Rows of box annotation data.
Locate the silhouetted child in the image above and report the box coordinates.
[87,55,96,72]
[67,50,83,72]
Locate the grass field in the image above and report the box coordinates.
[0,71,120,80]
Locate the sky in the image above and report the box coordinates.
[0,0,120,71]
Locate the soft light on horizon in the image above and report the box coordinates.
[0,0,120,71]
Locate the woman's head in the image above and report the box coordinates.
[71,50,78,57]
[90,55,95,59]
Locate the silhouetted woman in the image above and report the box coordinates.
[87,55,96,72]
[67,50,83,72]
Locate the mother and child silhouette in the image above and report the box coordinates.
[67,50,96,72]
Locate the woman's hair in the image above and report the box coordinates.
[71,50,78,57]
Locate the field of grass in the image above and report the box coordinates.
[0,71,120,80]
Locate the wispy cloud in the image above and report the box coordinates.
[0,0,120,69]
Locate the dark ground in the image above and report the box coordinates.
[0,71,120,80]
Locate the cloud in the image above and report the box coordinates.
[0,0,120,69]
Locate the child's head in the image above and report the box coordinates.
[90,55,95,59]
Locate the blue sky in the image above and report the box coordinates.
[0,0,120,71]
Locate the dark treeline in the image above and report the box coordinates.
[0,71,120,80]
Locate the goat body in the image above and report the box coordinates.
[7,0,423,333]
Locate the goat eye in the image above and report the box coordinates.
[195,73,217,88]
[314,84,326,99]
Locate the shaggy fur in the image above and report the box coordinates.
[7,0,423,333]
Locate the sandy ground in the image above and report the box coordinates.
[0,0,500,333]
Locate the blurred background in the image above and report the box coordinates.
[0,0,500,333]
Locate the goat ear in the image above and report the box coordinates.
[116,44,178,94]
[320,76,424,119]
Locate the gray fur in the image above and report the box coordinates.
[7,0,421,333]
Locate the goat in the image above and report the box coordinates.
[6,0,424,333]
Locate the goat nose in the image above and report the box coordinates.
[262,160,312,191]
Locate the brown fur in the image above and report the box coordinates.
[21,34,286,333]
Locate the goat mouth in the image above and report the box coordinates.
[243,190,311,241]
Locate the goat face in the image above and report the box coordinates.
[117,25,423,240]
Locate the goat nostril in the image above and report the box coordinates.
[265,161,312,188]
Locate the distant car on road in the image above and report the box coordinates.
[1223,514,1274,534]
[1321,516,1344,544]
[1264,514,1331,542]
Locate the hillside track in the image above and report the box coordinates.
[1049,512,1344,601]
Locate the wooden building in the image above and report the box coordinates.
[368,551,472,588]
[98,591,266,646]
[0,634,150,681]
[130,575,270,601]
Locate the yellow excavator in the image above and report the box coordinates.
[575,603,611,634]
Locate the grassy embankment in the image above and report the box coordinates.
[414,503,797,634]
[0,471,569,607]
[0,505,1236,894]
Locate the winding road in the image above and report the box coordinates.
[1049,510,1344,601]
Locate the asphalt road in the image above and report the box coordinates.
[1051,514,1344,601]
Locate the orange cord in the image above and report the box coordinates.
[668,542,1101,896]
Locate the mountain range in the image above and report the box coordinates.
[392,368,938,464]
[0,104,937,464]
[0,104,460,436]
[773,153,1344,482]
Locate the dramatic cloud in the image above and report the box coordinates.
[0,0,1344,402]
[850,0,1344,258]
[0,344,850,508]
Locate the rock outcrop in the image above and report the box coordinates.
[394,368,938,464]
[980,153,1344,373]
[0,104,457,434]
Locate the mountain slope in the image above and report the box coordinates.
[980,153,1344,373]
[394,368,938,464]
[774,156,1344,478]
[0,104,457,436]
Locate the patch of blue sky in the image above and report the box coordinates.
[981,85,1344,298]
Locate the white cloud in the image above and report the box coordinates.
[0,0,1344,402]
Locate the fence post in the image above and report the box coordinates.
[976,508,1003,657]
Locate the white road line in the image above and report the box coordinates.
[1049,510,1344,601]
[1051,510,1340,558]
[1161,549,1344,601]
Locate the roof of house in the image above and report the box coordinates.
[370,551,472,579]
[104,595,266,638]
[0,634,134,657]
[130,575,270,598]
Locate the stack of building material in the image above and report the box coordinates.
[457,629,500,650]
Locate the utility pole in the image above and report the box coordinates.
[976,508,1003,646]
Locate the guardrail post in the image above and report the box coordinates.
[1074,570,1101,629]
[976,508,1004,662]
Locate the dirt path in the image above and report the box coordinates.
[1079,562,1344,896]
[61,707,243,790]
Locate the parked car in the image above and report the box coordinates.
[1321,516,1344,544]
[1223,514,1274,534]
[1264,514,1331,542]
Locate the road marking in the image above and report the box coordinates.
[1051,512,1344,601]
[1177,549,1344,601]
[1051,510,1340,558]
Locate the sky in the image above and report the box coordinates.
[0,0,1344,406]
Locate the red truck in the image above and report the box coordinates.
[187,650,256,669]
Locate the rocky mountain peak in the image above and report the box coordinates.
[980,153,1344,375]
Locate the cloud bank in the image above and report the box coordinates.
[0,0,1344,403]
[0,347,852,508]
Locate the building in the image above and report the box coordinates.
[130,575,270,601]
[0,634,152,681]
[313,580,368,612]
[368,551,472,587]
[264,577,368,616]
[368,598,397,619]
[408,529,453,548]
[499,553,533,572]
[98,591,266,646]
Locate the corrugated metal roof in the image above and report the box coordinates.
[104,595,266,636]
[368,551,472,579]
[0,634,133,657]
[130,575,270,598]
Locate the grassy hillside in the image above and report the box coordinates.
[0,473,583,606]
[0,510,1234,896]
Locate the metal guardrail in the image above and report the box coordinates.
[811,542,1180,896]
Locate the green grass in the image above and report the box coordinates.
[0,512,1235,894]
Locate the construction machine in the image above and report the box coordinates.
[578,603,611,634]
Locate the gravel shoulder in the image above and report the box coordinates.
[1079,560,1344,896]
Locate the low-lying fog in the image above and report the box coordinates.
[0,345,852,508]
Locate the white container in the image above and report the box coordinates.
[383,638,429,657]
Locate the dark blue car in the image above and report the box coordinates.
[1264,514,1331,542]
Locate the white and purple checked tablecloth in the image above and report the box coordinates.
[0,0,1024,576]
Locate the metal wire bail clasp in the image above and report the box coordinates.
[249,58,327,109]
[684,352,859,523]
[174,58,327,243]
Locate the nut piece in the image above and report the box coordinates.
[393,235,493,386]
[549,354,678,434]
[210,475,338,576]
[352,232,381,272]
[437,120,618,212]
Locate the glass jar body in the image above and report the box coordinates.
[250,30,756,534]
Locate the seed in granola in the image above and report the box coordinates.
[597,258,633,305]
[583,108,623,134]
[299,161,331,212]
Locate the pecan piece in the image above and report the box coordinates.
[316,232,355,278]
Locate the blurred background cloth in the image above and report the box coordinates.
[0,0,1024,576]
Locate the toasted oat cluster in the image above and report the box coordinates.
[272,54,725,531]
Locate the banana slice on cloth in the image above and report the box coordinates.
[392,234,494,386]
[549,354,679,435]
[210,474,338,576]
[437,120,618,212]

Problem to solve. Copy every line in the data above that contains the word "mountain".

Response.
Locate the mountain range in the image above and report the box coordinates.
Locate the mountain slope in the image above and report the box coordinates.
Locate the rocky mountain peak in the image above and report the box coordinates.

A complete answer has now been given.